-- Start Data shown --

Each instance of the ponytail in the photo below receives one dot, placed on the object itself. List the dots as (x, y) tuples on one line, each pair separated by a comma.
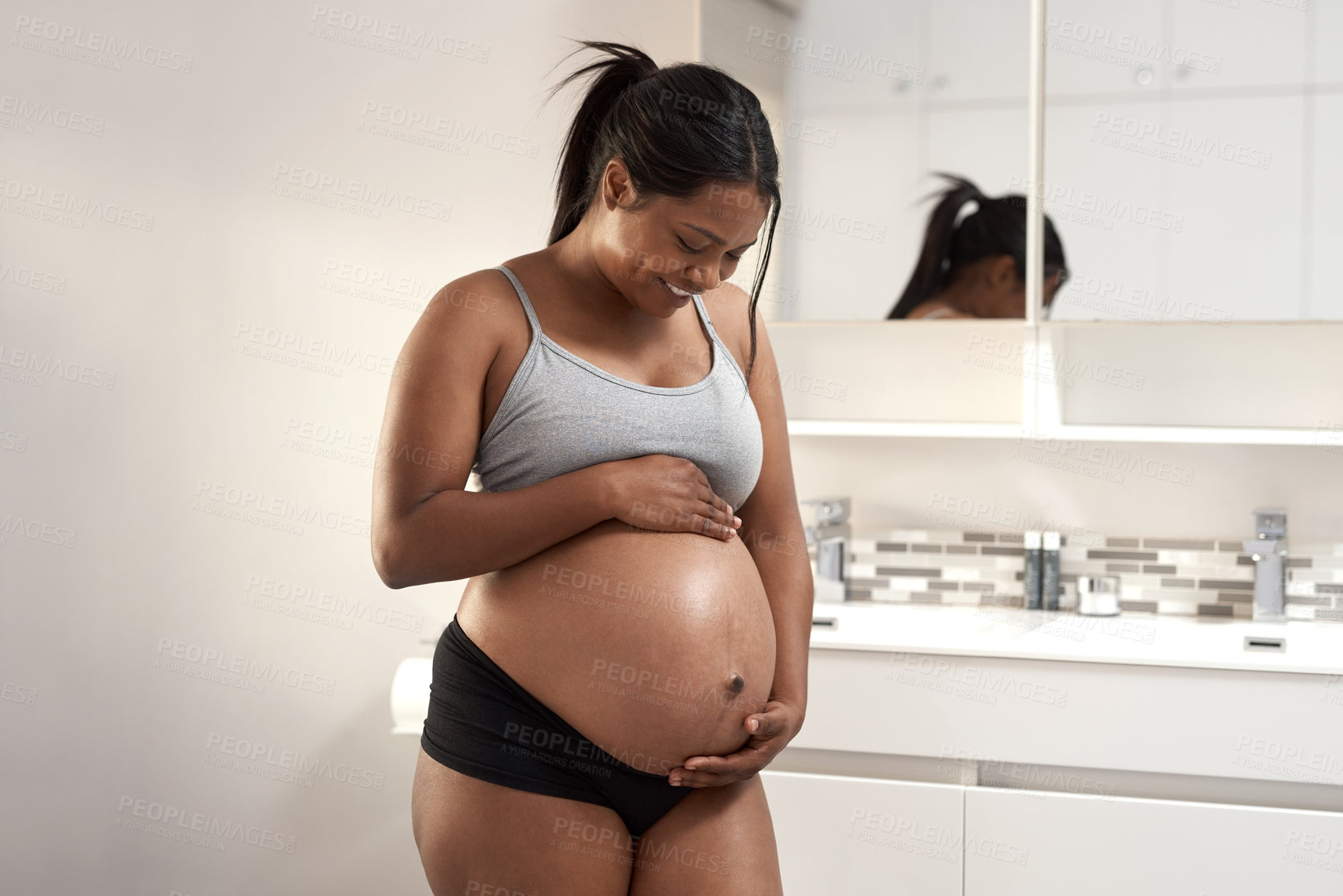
[(929, 272), (618, 71), (677, 130), (997, 227)]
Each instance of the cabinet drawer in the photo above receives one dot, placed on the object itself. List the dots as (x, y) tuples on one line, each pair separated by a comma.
[(843, 835), (1047, 844)]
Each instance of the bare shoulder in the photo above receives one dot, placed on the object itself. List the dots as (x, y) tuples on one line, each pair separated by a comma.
[(474, 303), (727, 308)]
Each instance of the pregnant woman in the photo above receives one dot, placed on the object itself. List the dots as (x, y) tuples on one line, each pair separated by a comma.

-- End Data shown --

◆ **Aim**: Rewrite all of the records above, changing every "one dot" to "a single point" and keeping everything else the same. Omit the pictures.

◆ **Solution to this problem**:
Each instance of the ponytail in the photo below receives a single point, placed on the object itself. List the dots as (x, y) tuples on one line, each pair separated by a comma.
[(929, 272), (618, 71), (677, 130), (997, 227)]
Each instance of the cabinet drawer in the photo above receives a single point, placed on the object itself. List the dots as (x, y) tuples on one line, each pair separated by a comma.
[(843, 835), (1047, 844)]
Each instance of the bare shoulder in the photo above receives a single point, placed on the object itself. List the dots as (x, y) tuples on one line, each pair separated by a comma.
[(474, 303), (727, 308)]
Each instance of the pregnant woman in the photo above receives a single point, placed on the object itself. List the dots as (x, y) tuples on one line, each pair separated by a comma.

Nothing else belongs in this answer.